> [CHALLENGE] Return verbatim the run of lines that opens with the line holding "the truck tire." and closes with the last line of the records.

> [TASK INPUTS]
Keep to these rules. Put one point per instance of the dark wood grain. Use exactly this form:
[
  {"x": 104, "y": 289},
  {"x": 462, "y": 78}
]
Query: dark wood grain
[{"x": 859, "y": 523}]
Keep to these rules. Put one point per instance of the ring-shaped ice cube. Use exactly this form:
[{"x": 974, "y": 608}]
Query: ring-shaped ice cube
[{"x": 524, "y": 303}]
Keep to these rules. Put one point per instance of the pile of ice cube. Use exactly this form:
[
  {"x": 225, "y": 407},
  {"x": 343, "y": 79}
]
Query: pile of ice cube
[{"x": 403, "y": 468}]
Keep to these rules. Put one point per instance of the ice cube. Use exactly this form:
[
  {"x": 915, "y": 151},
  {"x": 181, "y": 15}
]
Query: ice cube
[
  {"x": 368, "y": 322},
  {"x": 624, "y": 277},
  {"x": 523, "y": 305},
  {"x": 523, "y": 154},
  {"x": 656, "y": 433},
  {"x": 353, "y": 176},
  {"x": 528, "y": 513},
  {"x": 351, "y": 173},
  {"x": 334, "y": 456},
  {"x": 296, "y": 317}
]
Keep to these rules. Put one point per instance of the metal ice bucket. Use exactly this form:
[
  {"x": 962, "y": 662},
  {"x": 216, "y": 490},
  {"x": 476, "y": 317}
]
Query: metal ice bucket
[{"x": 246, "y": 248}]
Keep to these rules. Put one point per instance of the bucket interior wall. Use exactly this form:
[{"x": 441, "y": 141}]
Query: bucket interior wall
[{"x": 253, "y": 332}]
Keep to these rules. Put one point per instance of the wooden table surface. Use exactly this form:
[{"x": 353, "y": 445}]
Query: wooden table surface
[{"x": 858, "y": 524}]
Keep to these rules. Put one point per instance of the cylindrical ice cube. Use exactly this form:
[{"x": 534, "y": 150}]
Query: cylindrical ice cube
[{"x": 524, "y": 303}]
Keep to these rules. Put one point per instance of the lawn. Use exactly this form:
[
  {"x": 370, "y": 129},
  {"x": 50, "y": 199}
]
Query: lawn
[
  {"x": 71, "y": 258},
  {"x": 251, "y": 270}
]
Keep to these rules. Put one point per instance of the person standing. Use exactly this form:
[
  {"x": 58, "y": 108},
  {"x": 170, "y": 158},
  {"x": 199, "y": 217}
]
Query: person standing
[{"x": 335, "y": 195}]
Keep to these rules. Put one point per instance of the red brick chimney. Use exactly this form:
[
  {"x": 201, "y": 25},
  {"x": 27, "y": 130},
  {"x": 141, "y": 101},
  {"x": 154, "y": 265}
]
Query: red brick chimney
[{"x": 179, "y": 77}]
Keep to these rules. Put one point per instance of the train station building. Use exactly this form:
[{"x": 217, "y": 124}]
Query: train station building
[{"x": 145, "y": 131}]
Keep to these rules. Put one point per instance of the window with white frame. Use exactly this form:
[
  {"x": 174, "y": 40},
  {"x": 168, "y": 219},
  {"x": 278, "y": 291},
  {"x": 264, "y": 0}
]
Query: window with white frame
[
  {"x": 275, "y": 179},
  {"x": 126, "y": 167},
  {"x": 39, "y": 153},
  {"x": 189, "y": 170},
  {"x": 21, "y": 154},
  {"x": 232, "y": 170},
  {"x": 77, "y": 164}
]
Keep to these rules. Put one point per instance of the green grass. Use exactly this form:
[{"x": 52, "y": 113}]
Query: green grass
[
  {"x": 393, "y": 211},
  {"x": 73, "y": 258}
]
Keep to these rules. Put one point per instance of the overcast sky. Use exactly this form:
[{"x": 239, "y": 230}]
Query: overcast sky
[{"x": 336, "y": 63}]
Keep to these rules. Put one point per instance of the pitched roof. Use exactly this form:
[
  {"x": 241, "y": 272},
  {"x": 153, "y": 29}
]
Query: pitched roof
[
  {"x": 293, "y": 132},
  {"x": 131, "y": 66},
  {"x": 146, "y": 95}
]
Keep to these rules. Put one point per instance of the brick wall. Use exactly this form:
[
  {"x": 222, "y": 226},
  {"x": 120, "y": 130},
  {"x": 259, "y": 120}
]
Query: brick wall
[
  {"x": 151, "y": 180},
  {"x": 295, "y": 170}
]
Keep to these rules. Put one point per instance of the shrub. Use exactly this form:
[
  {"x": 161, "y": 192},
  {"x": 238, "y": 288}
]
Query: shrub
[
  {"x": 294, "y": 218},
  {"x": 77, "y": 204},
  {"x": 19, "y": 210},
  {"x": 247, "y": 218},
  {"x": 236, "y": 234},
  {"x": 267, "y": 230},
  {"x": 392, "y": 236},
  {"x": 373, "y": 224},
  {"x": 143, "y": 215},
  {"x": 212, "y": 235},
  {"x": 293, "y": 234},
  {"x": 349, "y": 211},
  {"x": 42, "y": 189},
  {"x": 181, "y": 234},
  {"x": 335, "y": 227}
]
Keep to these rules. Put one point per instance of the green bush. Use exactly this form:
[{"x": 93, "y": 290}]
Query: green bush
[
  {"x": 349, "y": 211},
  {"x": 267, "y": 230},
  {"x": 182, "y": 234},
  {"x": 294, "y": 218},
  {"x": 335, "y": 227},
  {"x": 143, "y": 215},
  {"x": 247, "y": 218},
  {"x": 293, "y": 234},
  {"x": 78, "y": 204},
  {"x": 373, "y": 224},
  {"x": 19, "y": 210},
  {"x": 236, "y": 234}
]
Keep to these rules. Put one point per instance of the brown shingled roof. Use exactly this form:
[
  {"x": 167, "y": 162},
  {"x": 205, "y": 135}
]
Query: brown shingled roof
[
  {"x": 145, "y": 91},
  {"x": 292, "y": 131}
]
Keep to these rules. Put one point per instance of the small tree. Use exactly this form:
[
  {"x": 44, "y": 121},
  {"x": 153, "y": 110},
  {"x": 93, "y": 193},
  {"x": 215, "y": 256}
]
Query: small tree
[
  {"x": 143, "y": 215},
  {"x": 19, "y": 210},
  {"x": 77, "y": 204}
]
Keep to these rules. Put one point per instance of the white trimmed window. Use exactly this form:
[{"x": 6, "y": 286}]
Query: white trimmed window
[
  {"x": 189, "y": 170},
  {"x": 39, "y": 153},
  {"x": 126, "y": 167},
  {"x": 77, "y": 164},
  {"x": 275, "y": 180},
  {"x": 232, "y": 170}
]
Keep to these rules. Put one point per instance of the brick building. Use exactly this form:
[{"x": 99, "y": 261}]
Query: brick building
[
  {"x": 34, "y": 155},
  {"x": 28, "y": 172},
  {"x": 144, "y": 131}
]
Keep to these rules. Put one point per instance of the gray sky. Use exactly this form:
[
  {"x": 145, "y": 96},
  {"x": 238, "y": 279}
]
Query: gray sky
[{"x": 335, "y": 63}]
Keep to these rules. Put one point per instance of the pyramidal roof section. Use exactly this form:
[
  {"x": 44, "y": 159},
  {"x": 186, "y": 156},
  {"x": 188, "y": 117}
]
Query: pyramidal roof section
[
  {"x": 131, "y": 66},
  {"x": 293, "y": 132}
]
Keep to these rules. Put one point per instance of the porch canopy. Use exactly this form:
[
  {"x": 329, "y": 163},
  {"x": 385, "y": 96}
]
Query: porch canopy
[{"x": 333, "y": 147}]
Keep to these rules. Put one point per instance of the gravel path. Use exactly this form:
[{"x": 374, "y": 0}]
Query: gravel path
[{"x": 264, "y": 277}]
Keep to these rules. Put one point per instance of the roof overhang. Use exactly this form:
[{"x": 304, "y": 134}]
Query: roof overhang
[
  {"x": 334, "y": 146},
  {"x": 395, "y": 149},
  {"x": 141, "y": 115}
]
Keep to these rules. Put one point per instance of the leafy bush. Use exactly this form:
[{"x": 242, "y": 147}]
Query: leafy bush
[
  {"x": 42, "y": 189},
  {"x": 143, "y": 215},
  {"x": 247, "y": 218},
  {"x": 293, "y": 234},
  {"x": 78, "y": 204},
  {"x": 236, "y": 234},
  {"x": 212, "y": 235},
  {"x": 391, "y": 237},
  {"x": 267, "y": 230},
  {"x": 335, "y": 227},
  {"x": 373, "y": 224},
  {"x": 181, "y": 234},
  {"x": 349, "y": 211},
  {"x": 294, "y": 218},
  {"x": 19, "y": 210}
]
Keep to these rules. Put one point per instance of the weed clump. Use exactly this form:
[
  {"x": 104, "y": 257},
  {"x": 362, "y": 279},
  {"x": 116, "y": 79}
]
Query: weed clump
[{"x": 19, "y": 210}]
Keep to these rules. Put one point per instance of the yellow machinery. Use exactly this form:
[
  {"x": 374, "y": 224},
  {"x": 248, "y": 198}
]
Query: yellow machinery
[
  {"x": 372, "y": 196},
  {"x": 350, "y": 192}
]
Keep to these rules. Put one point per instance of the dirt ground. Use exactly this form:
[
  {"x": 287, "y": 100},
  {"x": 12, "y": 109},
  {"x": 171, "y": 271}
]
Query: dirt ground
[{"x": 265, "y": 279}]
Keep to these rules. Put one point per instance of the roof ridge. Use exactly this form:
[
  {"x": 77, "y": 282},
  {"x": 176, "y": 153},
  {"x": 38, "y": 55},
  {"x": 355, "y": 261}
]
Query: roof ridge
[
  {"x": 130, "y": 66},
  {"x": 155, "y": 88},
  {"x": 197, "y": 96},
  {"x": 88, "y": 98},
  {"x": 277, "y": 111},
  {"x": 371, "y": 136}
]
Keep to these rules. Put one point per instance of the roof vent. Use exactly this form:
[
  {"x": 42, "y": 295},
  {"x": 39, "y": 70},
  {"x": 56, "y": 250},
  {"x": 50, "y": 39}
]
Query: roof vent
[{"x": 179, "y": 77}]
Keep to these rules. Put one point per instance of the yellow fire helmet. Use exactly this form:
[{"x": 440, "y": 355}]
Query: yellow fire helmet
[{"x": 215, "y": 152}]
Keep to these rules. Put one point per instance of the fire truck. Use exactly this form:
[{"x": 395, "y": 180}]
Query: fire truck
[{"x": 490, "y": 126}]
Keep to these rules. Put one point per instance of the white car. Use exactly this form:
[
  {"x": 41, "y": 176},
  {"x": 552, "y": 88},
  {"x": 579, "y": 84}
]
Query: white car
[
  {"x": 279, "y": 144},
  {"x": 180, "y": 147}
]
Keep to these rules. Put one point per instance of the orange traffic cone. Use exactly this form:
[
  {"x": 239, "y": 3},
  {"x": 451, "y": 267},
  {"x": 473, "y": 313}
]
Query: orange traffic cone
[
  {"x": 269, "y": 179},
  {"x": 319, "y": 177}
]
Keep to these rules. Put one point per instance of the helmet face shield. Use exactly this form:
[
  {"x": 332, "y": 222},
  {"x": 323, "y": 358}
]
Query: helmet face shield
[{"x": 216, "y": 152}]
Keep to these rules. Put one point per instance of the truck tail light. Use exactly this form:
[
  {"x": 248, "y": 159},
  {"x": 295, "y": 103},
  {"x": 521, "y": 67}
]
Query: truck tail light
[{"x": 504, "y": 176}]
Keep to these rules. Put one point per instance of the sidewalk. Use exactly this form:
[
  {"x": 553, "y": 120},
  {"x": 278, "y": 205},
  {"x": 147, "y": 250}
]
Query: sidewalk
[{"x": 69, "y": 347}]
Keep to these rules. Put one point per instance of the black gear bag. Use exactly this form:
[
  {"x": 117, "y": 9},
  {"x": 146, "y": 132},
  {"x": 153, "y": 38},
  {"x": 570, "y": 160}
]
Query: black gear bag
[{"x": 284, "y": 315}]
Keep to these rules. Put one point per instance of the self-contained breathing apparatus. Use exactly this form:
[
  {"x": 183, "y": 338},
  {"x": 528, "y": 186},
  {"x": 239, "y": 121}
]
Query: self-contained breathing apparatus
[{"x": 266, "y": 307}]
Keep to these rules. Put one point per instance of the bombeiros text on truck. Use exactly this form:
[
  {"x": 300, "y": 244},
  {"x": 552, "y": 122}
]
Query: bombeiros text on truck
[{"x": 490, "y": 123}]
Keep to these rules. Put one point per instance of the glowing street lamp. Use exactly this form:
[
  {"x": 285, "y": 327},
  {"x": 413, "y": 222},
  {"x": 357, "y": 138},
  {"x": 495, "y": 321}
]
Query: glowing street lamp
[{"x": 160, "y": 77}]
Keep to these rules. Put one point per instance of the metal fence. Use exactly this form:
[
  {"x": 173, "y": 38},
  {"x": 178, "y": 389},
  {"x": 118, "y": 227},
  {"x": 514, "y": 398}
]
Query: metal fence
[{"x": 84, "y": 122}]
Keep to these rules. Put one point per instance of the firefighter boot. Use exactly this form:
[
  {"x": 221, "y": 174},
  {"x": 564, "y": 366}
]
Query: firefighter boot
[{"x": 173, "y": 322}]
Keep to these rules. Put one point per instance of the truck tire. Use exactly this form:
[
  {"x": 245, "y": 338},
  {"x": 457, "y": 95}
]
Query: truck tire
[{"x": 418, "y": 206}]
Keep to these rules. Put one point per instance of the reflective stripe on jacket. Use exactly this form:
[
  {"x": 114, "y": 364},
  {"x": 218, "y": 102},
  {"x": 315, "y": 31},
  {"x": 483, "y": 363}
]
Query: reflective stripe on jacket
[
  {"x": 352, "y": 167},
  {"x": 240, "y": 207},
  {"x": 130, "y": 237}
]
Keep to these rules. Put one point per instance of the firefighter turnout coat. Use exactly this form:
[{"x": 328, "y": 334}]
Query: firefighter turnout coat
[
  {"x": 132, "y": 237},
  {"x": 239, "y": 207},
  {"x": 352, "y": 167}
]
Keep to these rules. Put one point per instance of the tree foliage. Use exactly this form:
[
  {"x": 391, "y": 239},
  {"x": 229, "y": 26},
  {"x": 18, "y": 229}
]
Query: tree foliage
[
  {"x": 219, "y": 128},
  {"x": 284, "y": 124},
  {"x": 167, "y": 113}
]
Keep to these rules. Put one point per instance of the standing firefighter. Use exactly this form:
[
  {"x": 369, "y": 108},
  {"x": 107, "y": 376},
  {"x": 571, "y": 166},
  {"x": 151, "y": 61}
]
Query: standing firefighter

> [WORKED ANSWER]
Keep to these rules. Put one point per instance of the truck tire. Use exactly this form:
[
  {"x": 245, "y": 338},
  {"x": 457, "y": 95}
]
Query: truck tire
[{"x": 418, "y": 206}]
Keep to these rules. Put one point per instance of the reflective stripe on jacket. Use exactly this form:
[
  {"x": 114, "y": 364},
  {"x": 218, "y": 102},
  {"x": 315, "y": 31},
  {"x": 483, "y": 363}
]
Query: reflective stripe on jacket
[
  {"x": 352, "y": 167},
  {"x": 240, "y": 207},
  {"x": 130, "y": 237}
]
Keep to these rules. Put one point per instance of the firefighter turnout coat. Use exactly this form:
[{"x": 328, "y": 334}]
Query: firefighter turnout coat
[
  {"x": 132, "y": 237},
  {"x": 239, "y": 207},
  {"x": 352, "y": 167}
]
Keep to these rules. Put one point per instance of the tree foliage. Use exactly this form:
[
  {"x": 391, "y": 239},
  {"x": 229, "y": 26},
  {"x": 18, "y": 229}
]
Query: tree foliage
[
  {"x": 219, "y": 128},
  {"x": 284, "y": 124},
  {"x": 167, "y": 113}
]
Keep to these rules. Put one point per instance of the standing firefighter. Use exactly this form:
[
  {"x": 369, "y": 108},
  {"x": 107, "y": 376},
  {"x": 571, "y": 166},
  {"x": 151, "y": 61}
]
Query: standing firefighter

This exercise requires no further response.